-------- Document excerpt --------

Redundancy pay and entitlements

Redundancy payments and entitlements for teachers and support staff.

You may receive one or more of the following, depending on your statutory and contractual entitlements, and any agreements which the union may have negotiated locally:

  • statutory redundancy pay
  • a discretionary enhanced redundancy payment
  • compensation for early retirement on grounds of redundancy
  • notice pay.

Statutory redundancy payment

You will have an entitlement to statutory redundancy pay (which is the legal minimum entitlement) if:

  • you are an employee (agency supply workers will not normally qualify for redundancy pay, but seek advice from the Adviceline in England or the Wales office), and
  • you have two years’ continuous employment with your employer at the date of dismissal (successive employment with different local authorities may count as continuous employment)
  • you have been dismissed by reason of redundancy.

The amount of statutory redundancy pay you are entitled to will depend on the length of your continuous service, your age and how much you are paid.  The minimum statutory entitlement is calculated as follows: 

For each year of service from age 41 or over 1.5 weeks’ pay 

For each year of service from age 22 to 40 1 week’s pay 

For each year of service below age 22 0.5 week’s pay 

The maximum number of years of employment that can count is 20 years and a week's pay is normally limited to a statutory maximum, which changes each April. Use the government's redundancy pay calculator at Calculate your statutory redundancy pay - GOV.UK ( to work out your statutory entitlement.

The formula used to calculate payment is: 

Years of employment x multiplier x weeks pay (up to statutory limit). 

What sort of service counts as continuous employment?

Normally service in a series of local authorities will count as continuous.

Any period of self-employment or employment in an independent school in the 20 years prior to your dismissal will not count for the purposes of calculating your period of continuous employment.

However, service in sixth form colleges, academies, community and technical colleges, FE colleges and non-education posts in local government and related sectors in the 20 years prior to your dismissal will be counted.

-------- Rows --------

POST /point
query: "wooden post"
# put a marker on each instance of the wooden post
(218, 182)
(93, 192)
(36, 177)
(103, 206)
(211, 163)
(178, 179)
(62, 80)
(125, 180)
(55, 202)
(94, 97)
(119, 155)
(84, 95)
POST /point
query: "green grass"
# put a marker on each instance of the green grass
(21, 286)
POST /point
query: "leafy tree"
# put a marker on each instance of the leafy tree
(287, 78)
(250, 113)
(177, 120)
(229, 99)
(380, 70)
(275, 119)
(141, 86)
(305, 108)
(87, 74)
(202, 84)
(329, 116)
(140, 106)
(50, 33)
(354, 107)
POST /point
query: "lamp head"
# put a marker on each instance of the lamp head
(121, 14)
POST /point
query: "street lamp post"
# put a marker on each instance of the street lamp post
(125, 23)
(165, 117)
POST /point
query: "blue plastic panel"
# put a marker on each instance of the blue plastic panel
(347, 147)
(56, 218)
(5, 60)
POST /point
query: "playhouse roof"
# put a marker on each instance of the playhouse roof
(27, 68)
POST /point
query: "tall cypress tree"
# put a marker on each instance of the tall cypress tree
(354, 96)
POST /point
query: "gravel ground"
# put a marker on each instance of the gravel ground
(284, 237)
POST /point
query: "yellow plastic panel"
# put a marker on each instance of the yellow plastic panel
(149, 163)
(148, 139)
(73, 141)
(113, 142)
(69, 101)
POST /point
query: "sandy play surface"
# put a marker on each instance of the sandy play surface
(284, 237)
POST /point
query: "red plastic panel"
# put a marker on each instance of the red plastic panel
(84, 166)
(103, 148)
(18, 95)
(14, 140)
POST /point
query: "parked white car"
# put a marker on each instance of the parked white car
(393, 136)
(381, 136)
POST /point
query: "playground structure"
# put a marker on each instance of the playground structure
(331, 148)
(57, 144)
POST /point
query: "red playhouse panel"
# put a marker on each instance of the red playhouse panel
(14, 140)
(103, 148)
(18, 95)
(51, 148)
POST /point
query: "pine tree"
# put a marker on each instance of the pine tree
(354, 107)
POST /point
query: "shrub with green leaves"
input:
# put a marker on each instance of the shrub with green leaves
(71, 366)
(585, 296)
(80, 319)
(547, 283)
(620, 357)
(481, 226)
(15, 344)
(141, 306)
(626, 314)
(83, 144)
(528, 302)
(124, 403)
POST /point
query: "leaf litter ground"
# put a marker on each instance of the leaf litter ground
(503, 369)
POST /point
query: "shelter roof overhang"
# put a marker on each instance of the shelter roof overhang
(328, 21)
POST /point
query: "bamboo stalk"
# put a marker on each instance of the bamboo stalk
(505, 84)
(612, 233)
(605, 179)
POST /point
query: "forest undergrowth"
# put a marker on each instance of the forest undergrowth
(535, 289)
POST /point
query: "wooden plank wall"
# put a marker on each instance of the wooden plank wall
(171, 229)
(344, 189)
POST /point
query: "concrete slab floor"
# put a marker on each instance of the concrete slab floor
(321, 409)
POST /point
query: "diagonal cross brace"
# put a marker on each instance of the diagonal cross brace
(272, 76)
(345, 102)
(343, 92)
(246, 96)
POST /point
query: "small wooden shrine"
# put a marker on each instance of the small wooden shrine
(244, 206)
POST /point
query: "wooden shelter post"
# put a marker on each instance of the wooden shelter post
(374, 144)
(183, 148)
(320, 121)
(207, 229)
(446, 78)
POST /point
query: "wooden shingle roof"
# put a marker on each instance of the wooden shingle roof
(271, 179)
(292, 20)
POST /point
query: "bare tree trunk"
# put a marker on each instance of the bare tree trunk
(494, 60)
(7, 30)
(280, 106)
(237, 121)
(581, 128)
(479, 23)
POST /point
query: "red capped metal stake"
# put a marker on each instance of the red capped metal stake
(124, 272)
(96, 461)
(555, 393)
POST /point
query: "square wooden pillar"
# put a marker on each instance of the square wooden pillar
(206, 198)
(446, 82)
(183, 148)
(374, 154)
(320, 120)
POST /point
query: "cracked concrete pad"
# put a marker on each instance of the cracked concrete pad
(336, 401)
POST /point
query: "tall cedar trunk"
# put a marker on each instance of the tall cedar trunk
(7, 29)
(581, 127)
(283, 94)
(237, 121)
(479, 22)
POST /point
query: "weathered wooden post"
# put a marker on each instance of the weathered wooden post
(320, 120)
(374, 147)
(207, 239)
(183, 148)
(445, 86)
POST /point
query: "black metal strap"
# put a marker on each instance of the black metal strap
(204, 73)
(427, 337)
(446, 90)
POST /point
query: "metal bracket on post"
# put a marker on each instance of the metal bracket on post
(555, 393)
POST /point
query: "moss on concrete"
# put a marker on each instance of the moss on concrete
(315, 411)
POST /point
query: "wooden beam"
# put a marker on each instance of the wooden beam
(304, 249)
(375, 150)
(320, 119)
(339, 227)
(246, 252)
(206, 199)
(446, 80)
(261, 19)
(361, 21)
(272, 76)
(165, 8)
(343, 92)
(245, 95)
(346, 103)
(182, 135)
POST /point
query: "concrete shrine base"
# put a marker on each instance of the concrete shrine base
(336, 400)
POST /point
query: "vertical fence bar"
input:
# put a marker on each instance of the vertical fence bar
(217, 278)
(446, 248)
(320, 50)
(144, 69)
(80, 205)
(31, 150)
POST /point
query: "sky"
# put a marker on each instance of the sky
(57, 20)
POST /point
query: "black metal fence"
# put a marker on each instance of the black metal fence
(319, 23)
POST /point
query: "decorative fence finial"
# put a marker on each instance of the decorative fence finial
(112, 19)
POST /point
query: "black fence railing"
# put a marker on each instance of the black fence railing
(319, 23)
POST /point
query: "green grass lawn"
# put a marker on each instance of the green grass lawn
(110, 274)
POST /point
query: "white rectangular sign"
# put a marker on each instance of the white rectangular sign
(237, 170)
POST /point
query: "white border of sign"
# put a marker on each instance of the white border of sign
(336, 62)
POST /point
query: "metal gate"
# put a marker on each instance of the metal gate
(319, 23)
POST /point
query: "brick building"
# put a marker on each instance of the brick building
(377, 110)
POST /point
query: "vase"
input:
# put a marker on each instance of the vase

--------

(Required task A):
Pull out each line of the rows that contains the word "plastic", and copy those lines.
(Required task B):
Carry on the redundancy pay page from its final sentence.

(Result A):
query: "blue plastic panel"
# put a marker on each instance of the blue plastic panel
query: "yellow plastic panel"
# put a marker on each instance of the yellow plastic panel
query: "red plastic panel"
# put a marker on each instance of the red plastic panel

(Result B):
If you are made redundant while employed in an independent school, you will not be able to count previous service in local authority employment as continuous service, unless your contract of employment provides otherwise.

Contact the Adviceline or Wales office if you are not sure whether previous employment in local government or a related sector will count towards your period of continuous service.

If you are concurrently employed and one of your jobs is made redundant, you will need to consider:

  • how your employer intends to assess your period of continuous service
  • which salary will be used to calculate redundancy pay.

Claiming redundancy pay

There is no need for you to claim redundancy pay, as payment should be paid automatically. Employees under notice of redundancy should be given a written statement showing the date of termination and how the amount of redundancy payment was arrived at. 

If you do not receive such a statement during your notice period and/or you do not receive redundancy pay soon after your employment comes to an end, contact the Adviceline or Wales office without delay.

If you are employed by an LA or you work in a maintained school, try to discover whether the LA operates an enhanced redundancy payment scheme and if it does, whether the scheme will apply to you.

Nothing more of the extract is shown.